The data must be returned in full, with no character altered.

Point localization data
"""

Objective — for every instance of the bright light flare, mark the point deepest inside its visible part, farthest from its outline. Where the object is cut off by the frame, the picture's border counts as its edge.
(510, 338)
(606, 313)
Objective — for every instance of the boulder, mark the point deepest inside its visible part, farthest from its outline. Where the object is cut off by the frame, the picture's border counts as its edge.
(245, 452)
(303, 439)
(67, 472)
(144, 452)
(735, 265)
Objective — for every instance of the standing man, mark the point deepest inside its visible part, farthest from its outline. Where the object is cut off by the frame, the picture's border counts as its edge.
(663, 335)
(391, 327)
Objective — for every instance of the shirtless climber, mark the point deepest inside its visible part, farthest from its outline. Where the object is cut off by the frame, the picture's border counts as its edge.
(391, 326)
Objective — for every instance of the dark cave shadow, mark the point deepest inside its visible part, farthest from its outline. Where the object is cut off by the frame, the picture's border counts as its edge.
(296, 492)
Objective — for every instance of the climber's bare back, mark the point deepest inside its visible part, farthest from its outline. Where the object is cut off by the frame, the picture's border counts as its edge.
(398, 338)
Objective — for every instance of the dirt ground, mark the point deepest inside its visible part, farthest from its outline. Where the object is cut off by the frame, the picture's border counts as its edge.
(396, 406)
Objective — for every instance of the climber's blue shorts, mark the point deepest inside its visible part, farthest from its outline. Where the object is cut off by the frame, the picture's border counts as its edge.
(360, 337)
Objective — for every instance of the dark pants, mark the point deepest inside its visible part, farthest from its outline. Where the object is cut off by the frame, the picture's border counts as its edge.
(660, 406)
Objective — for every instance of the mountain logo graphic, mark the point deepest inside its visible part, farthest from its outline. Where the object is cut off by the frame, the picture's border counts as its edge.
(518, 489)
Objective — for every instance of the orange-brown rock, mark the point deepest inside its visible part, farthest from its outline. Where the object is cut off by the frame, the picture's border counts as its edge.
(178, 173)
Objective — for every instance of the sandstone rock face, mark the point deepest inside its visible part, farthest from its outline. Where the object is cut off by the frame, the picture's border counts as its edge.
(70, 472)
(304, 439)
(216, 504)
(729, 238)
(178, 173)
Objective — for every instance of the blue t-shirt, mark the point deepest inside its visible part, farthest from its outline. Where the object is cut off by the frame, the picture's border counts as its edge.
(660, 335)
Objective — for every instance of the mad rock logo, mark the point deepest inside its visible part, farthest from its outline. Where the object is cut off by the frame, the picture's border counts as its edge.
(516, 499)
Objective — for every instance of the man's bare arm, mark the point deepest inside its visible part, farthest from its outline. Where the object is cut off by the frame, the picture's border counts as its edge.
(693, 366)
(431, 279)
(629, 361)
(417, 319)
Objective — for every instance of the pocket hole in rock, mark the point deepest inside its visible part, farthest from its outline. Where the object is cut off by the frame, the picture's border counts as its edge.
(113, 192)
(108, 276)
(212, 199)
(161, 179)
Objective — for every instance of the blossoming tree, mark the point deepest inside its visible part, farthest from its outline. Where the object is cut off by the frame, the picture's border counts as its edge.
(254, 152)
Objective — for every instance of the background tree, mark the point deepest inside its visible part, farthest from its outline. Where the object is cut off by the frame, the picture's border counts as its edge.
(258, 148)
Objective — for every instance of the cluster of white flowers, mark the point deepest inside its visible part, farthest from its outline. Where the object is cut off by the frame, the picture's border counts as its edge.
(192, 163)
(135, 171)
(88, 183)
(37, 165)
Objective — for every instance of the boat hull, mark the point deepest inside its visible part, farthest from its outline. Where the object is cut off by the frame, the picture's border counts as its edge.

"""

Answer space »
Objective — for every instance of the bright light flare, mark the point deepest inside its visible part, farthest from its outline. Where the object is cut off by the frame, the picture's border counts as its edge.
(510, 338)
(606, 313)
Objective — for every instance of the boulder, mark the point deepest inside its visible part, farthest from its outline. Where the object is cut off by the frame, the picture's border counts as its edge.
(245, 452)
(303, 439)
(67, 472)
(144, 452)
(735, 265)
Objective — for every instance of the standing man, mark the point deepest inside its visible part, farthest from its outline. Where the object is cut off by the frame, the picture's border counts as its edge.
(663, 335)
(391, 327)
Objective — for every instance of the shirtless climber, mark the point deepest inside its visible part, farthest from its outline. Where the object is cut off by the frame, the picture's border counts as its edge.
(391, 326)
Objective — for every instance of the dark cave shadow, mark the point deepest inside its visible part, farthest from its outline. Where the object is cut off by the frame, the picture's border counts as its edge.
(296, 492)
Objective — for every instance of the climber's bare back, mark the point deepest inside its visible part, farthest from its outline. Where the object is cut off by the frame, the picture's border counts as its edge.
(398, 338)
Objective — for every instance of the dirt ground, mark the point deepest inside its visible part, farthest from its outline. Where the object is cut off by the frame, the picture's border counts as its edge.
(396, 406)
Objective — for every instance of the climber's blue shorts, mark the point deepest inside its visible part, farthest from its outline. Where the object is cut off by the frame, the picture's border counts as its edge.
(360, 337)
Objective — for every instance of the dark pants, mark the point deepest inside its visible part, farthest from its outline. Where the object is cut off by the frame, the picture's border counts as its edge.
(660, 406)
Objective — for every instance of the mountain logo graphic, mark the point deepest inside its visible part, farthest from its outline. Where the object is cut off by the frame, the picture's border counts as its edge.
(518, 489)
Objective — for every instance of the orange-brown rock, mark the point deepest inside its visible part, farthest from its outline. Where the object is cut off by the frame, the picture's border counts as its edge.
(178, 173)
Objective — for every instance of the sandstone rock face, mark the point deepest inside its visible part, farthest from its outline. Where the object is cut off by the frame, the picture's border counts as its edge.
(70, 472)
(304, 439)
(216, 504)
(729, 238)
(178, 173)
Objective — for every instance of the blue t-shirt, mark the point deepest inside its visible part, farthest from its outline. Where the object is cut off by the frame, the picture's border counts as its edge.
(660, 335)
Objective — for every instance of the mad rock logo, mark the point deepest inside its visible part, farthest from its outline. Where the object is cut off by the frame, the picture's border counts as its edge.
(516, 499)
Objective — for every instance of the man's bare arm, mark the point deepest inside its visible part, farthest from its outline. Where the object is cut off by the frame, the picture's border counts as its edge.
(693, 366)
(431, 279)
(629, 361)
(417, 319)
Objective — for every instance of the pocket hole in rock, mark the point deepest inside its visible part, farthest from its outline. Where the object is cut off by the frame, the picture's border counts as its edge.
(113, 192)
(108, 276)
(212, 199)
(161, 179)
Objective — for every instance of the blossoming tree, mark the point deepest inside its visible part, farthest from its outline. Where the object is cut off by the frame, the picture's border counts as its edge.
(254, 152)
Objective — for every instance of the background tree, mark the point deepest inside its visible part, farthest from its outline. Where the object is cut off by the frame, the picture's border counts as its edge.
(258, 148)
Objective — for every instance of the cluster of white flowers, mark the point deepest inside its visible part, farthest from its outline. Where the object is cut off by the frame, the picture's border counts as its edge.
(192, 163)
(135, 171)
(88, 183)
(37, 165)
Objective — for every instance of the boat hull, mark the point deepest inside its visible part, farthest from its outline. Where the object is cut off by the frame, the picture's border counts as its edge.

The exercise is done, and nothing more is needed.